Records from a collection »
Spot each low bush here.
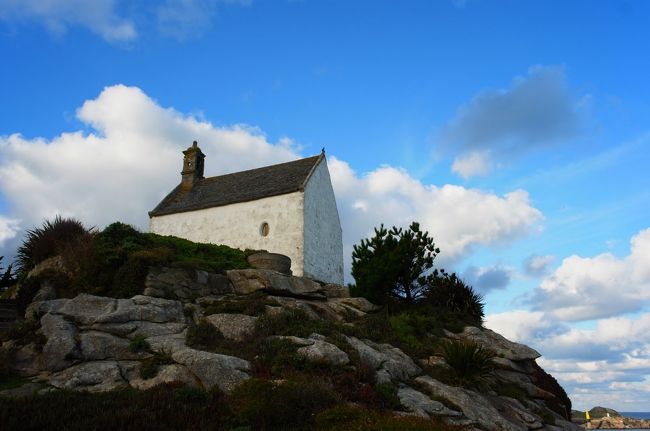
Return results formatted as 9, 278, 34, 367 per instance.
16, 215, 92, 275
423, 271, 485, 326
230, 379, 337, 430
315, 405, 450, 431
442, 340, 496, 383
0, 385, 232, 431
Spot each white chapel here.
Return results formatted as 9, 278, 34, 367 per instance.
149, 142, 343, 284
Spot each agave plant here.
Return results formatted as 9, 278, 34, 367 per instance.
17, 215, 92, 273
425, 270, 485, 325
442, 340, 496, 381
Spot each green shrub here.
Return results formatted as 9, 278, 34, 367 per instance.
442, 340, 496, 383
315, 405, 450, 431
230, 379, 336, 429
351, 222, 440, 304
16, 215, 92, 274
0, 384, 232, 431
185, 319, 225, 351
0, 256, 16, 292
375, 383, 402, 410
424, 271, 485, 326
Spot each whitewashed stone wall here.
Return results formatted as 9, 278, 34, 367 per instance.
149, 192, 306, 276
304, 159, 343, 284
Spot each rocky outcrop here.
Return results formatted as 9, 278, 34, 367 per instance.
144, 267, 232, 300
205, 313, 257, 341
585, 417, 650, 429
275, 334, 350, 365
227, 269, 326, 299
2, 268, 576, 431
346, 337, 422, 383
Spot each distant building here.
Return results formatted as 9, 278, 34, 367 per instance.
149, 142, 343, 284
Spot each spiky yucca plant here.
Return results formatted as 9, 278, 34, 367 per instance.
17, 215, 92, 274
442, 340, 496, 381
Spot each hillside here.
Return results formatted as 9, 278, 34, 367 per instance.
0, 223, 576, 430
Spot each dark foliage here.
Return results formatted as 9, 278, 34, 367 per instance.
315, 405, 450, 431
352, 222, 440, 304
423, 271, 485, 326
0, 385, 232, 431
57, 222, 248, 298
185, 319, 224, 351
230, 379, 337, 430
17, 215, 92, 274
442, 340, 496, 383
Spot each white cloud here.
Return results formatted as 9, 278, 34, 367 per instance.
531, 228, 650, 321
451, 151, 492, 180
0, 85, 542, 284
463, 266, 513, 294
486, 310, 650, 411
0, 215, 20, 245
0, 85, 298, 243
485, 310, 552, 344
0, 0, 137, 41
524, 254, 555, 277
438, 66, 582, 178
0, 0, 251, 42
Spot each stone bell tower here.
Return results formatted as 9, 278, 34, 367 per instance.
181, 141, 205, 190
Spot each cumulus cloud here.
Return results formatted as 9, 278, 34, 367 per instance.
0, 85, 298, 243
438, 66, 581, 178
451, 151, 492, 180
485, 310, 650, 411
329, 157, 542, 272
0, 0, 250, 42
0, 85, 542, 284
0, 0, 137, 41
463, 266, 512, 294
530, 228, 650, 321
0, 215, 19, 244
524, 254, 555, 277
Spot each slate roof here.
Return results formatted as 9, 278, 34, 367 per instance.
149, 154, 325, 217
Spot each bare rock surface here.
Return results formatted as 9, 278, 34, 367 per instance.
397, 385, 461, 418
144, 267, 232, 300
277, 334, 350, 365
123, 364, 201, 390
447, 326, 542, 361
79, 331, 143, 361
50, 361, 129, 392
205, 313, 257, 341
415, 376, 528, 431
172, 347, 251, 392
227, 269, 325, 299
41, 313, 79, 371
346, 337, 422, 383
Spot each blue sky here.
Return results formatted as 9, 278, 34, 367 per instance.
0, 0, 650, 411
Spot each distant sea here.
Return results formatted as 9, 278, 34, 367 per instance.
619, 412, 650, 420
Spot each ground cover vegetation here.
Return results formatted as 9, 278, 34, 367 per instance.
10, 216, 249, 311
0, 218, 566, 431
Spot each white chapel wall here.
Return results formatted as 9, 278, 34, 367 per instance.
149, 192, 304, 275
304, 159, 343, 284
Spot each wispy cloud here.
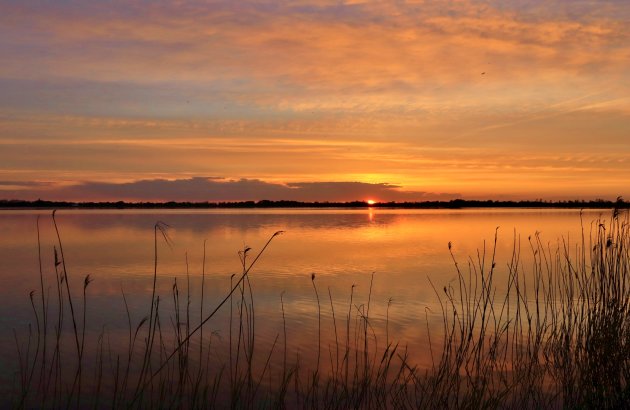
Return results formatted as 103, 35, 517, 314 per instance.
0, 0, 630, 199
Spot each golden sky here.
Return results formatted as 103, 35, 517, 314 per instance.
0, 0, 630, 200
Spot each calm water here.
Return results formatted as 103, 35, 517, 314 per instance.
0, 209, 609, 398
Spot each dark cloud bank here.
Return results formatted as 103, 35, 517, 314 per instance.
0, 177, 461, 202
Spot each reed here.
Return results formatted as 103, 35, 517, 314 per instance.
10, 210, 630, 409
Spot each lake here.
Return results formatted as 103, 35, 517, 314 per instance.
0, 208, 610, 404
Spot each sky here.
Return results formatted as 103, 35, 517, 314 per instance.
0, 0, 630, 201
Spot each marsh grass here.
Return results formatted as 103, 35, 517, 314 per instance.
11, 210, 630, 409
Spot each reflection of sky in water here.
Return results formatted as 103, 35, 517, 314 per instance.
0, 209, 608, 398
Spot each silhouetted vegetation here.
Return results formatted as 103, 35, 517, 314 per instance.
0, 197, 630, 209
12, 209, 630, 409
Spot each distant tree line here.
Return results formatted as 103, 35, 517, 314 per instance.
0, 197, 630, 209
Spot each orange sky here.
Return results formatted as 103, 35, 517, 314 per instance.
0, 0, 630, 200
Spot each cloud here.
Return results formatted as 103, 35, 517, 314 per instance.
0, 177, 460, 202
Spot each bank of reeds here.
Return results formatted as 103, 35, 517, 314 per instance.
11, 210, 630, 409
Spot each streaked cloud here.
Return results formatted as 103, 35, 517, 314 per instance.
0, 0, 630, 197
0, 177, 460, 202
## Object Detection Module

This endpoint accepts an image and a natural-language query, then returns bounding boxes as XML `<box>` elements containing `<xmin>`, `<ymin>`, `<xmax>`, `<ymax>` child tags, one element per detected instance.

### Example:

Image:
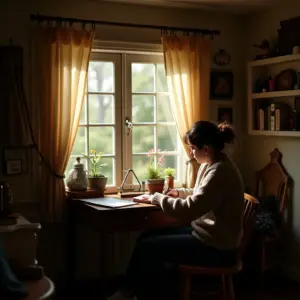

The problem »
Rewrite every line of the data, starting at the line that contains "Spot each distant tree line here." and ending at the end of the data. Scale each bounding box coordinate in the answers by 1.7, round to whole numbers with halves going up, leave every other number unchanged, and omit the pictures.

Exercise output »
Spot each distant tree line here.
Return results formatted as 103, 35, 517, 314 per instance.
0, 335, 1071, 355
Spot each orange sky here.
Return results formatted as 103, 35, 517, 314 per instance.
0, 0, 1071, 340
Spot each cloud here.
Return results formatted as 103, 35, 517, 314 per instance.
0, 301, 782, 343
Spot each bank of reeds here.
Return results formatted as 103, 35, 517, 314 per instance.
19, 357, 1071, 695
Spot each streaked cloud here.
Return results formatted as 103, 35, 517, 314 per instance.
0, 0, 1071, 335
0, 301, 782, 343
## Object Detection Module

This endpoint accepts an image and a natural-language query, then returns bounding boxes as XML `<box>` elements containing `<xmin>`, `<ymin>`, `<xmax>`, `<ymax>` child tags, one element per detected instance.

### Example:

Image:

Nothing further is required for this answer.